What you should do
When you reach the entries below, transcribe each one exactly as it stands.

Stored data:
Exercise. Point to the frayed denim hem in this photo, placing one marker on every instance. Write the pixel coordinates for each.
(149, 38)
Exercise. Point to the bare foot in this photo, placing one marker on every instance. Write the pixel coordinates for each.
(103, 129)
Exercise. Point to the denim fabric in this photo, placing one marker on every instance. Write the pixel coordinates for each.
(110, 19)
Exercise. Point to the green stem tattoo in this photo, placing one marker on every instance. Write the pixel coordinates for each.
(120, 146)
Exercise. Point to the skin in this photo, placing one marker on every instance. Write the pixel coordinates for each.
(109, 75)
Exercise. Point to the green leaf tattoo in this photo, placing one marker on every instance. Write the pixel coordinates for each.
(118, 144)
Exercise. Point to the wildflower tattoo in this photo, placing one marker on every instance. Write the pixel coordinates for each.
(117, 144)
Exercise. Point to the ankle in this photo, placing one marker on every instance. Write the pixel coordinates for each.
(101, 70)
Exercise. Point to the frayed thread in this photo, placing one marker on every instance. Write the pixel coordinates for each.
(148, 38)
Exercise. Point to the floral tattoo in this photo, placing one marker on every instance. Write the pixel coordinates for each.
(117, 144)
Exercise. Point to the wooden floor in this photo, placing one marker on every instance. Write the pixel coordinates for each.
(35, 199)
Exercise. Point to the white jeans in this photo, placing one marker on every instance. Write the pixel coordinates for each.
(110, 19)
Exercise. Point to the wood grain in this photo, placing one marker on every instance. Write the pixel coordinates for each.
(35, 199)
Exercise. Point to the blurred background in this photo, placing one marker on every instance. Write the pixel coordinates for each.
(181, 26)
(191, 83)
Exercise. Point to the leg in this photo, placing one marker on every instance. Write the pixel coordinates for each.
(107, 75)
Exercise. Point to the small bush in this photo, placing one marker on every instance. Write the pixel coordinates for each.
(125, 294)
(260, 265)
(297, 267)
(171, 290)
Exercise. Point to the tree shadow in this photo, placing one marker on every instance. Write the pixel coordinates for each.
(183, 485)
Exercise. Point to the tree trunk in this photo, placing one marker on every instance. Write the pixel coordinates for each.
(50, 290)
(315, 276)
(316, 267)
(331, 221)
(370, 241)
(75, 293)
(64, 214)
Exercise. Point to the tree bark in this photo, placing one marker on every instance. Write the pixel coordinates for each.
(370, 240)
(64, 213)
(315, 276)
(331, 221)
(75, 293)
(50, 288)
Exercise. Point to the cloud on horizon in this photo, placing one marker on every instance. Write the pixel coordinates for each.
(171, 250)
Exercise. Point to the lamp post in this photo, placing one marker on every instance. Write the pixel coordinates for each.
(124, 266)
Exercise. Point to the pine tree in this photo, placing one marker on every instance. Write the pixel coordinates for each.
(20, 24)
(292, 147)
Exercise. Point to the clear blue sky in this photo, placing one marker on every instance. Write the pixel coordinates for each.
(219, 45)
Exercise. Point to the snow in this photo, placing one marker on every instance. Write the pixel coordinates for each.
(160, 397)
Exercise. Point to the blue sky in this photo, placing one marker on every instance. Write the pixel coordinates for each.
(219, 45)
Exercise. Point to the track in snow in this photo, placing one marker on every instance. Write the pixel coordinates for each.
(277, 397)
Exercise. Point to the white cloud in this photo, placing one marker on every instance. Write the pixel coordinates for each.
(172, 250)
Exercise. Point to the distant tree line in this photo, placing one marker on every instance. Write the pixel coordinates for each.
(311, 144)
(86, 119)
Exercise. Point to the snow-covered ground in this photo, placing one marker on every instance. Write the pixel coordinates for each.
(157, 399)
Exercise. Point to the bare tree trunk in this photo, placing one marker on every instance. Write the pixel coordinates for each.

Response box
Exercise. Point to the frayed denim hem in this photo, placing one marker on every instance. Write the pixel coordinates for each.
(149, 38)
Exercise. Point to the bare foot in this photo, placing one marker on every instance. Write the pixel coordinates for each.
(103, 129)
Exercise. Point to the denim fabric in this photo, placing one marker on every instance. Write the pixel coordinates for each.
(110, 19)
Exercise. Point to the green stem tattoo in this photo, placing one marker on every instance. Write the pixel coordinates for each.
(120, 146)
Exercise. Point to the skin in this photo, placing one marker on every instance. Write the pixel coordinates for each.
(109, 75)
Exercise. Point to the green leaf tattoo in this photo, placing one marker on every instance. Write the pixel coordinates for each.
(118, 144)
Exercise. Point to the wildflower tattoo in this photo, placing one marker on every instance. Write the pixel coordinates for each.
(117, 144)
Exercise. Point to the ankle in this photo, placing one marker on every instance. Write the pixel coordinates for each.
(101, 70)
Exercise. Point to the frayed thread in this photo, placing one marker on every instance. Write the pixel coordinates for each.
(148, 38)
Exercise. Point to the floral tattoo in this photo, placing one marker on every instance. Write the pixel coordinates for each.
(117, 144)
Exercise. Point to the wooden floor in this photo, placing one marker on every instance. Write the pixel coordinates for each.
(35, 199)
Exercise. Point to the white jeans in this photo, placing one marker on every instance. Write the pixel coordinates for each.
(110, 19)
Exercise. Point to the wood grain in this photo, placing one marker on every instance. Write the pixel coordinates for each.
(35, 199)
Exercise. Point to the blurred background in this photo, placing one marker on every instance. Write the pixel coordinates for each.
(181, 26)
(191, 83)
Exercise. Point to the leg in this photo, placing one marker on every instance. Write the pixel coordinates for each.
(107, 75)
Exercise. Point to the small bush in this photo, placing one marker on every instance. Write the pixel coordinates for each.
(125, 294)
(260, 265)
(297, 267)
(171, 290)
Exercise. Point to the tree shadow in this photo, placing one marker on every instance. Write the pixel coordinates for each.
(183, 485)
Exercise. Point to the tree trunk in this photo, placing one marker on every instance. Write the pixel coordinates for each.
(50, 290)
(315, 276)
(316, 267)
(331, 221)
(370, 241)
(75, 293)
(64, 214)
Exercise. Point to the tree bark in this photo, placing one marker on every instance. Write the pixel coordinates for each.
(370, 240)
(64, 213)
(315, 276)
(331, 221)
(75, 293)
(50, 288)
Exercise. Point to the cloud on horizon in this photo, placing one marker on every instance. Write the pixel coordinates for each.
(171, 250)
Exercise. Point to the lamp post in this photo, placing one marker on every instance. Write the pixel coordinates for each.
(124, 266)
Exercise. Point to the pine tree in this photo, placing one marker on every instance. Write the pixel coordinates for each.
(20, 24)
(292, 147)
Exercise. Point to the clear blue sky in this photo, placing one marker on every instance. Write the pixel coordinates for each.
(219, 45)
Exercise. Point to the snow in this photo, placing one marker on every instance. Write the pixel coordinates for each.
(160, 397)
Exercise. Point to the blue sky in this photo, placing one marker on every instance. Write the pixel coordinates for each.
(219, 45)
Exercise. Point to the track in snow in this photo, placing one marker on every instance. Write the pixel coordinates for each.
(277, 397)
Exercise. Point to the white cloud in this photo, placing one marker on every instance. Write the pixel coordinates for each.
(172, 250)
Exercise. Point to the distant tree line in this photo, placing one marker on every instance. Write the pixel coordinates for each.
(311, 144)
(86, 119)
Exercise. Point to the snow-covered ground in this photo, placing one marker on every instance. Write the pixel coordinates for each.
(157, 399)
Exercise. Point to the bare tree trunk in this photo, placing one marker on every instance. Write the pixel coordinates for each.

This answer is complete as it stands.